*** DOCUMENT TEXT

For example, the baker in Hurstville struggles with guilt as he made a mistake that caused his wife to be banished from the village. When he recounts the story in a one-on-one conversation with an audience member, the audience can either be nonchalant or give him sound advice. "Even inaction leads to consequence," says Ling.

Held in a four-storey shophouse at 265 South Bridge Road, each show can accommodate up to 150 audience members.

This is the second production Underground will be staging. Its maiden production Black Lotus in May last year was also an immersive show directed by Ling, centred on the themes of betrayal and trust and set in a fictional drug cartel.

For Hurstville, co-directors Ling and Dyllis Teo, 26, wrote half of the script before holding auditions. They wrote the remaining half based on the strengths and life experiences of the 11 main actors and 12 supporting actors.

Teo says: "Every role is written for a particular actor, based on his or her struggles in life and wisdom he or she has gleaned over the years."

******
*** DATA ROWS

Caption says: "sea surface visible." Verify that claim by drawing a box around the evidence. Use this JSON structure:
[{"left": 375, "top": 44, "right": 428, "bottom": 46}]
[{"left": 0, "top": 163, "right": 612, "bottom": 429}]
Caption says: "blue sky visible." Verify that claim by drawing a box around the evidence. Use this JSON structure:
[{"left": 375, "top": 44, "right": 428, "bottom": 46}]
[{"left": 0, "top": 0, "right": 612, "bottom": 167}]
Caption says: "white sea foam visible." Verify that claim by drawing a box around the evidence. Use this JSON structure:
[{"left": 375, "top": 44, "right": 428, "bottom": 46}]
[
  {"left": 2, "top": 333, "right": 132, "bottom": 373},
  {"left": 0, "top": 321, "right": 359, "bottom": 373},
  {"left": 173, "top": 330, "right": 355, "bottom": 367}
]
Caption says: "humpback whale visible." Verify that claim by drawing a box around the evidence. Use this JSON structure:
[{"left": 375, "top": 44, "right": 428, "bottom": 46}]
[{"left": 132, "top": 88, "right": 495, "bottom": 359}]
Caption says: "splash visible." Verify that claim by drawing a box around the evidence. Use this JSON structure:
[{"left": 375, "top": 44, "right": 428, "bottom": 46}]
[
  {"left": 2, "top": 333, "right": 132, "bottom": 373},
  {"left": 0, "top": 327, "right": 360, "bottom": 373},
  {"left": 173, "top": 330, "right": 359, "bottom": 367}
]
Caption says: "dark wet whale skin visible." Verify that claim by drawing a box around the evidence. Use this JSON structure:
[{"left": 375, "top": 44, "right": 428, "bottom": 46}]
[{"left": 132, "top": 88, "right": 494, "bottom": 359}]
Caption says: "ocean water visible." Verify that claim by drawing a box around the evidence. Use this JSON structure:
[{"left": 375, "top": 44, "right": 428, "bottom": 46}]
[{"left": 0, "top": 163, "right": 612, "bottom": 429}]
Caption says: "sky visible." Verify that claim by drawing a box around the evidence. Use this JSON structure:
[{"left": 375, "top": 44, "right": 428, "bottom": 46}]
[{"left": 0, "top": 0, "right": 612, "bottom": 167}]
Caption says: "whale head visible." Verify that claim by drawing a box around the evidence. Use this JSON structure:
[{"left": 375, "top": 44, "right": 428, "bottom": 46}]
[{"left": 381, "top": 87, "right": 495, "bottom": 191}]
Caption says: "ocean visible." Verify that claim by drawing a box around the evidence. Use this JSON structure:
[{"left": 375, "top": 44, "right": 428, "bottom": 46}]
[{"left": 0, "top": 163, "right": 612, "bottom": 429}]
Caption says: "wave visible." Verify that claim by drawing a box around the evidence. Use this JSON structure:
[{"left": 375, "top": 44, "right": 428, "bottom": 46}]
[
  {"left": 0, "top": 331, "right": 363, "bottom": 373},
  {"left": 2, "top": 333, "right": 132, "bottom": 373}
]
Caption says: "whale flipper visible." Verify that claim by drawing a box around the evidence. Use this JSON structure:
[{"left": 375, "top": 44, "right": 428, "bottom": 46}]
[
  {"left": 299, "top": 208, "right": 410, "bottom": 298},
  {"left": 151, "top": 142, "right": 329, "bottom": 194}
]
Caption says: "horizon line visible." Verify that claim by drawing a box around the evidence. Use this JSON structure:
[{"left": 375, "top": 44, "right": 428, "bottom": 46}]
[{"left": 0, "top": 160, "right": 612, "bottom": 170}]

******

**TASKS TO PERFORM**.
A - Quote the passage from the Hurstville article that begins with the words "This is the" and stops after the words "fictional drug cartel.".
B - List every number of people that the Hurstville article gives, with what each number counts.
C - In the Hurstville article, where is the show held?

**SOLVED TASKS**.
A -
This is the second production Underground will be staging. Its maiden production Black Lotus in May last year was also an immersive show directed by Ling, centred on the themes of betrayal and trust and set in a fictional drug cartel.

B -
- 150 audience members per show
- 11 main actors
- 12 supporting actors

C - In a four-storey shophouse at 265 South Bridge Road.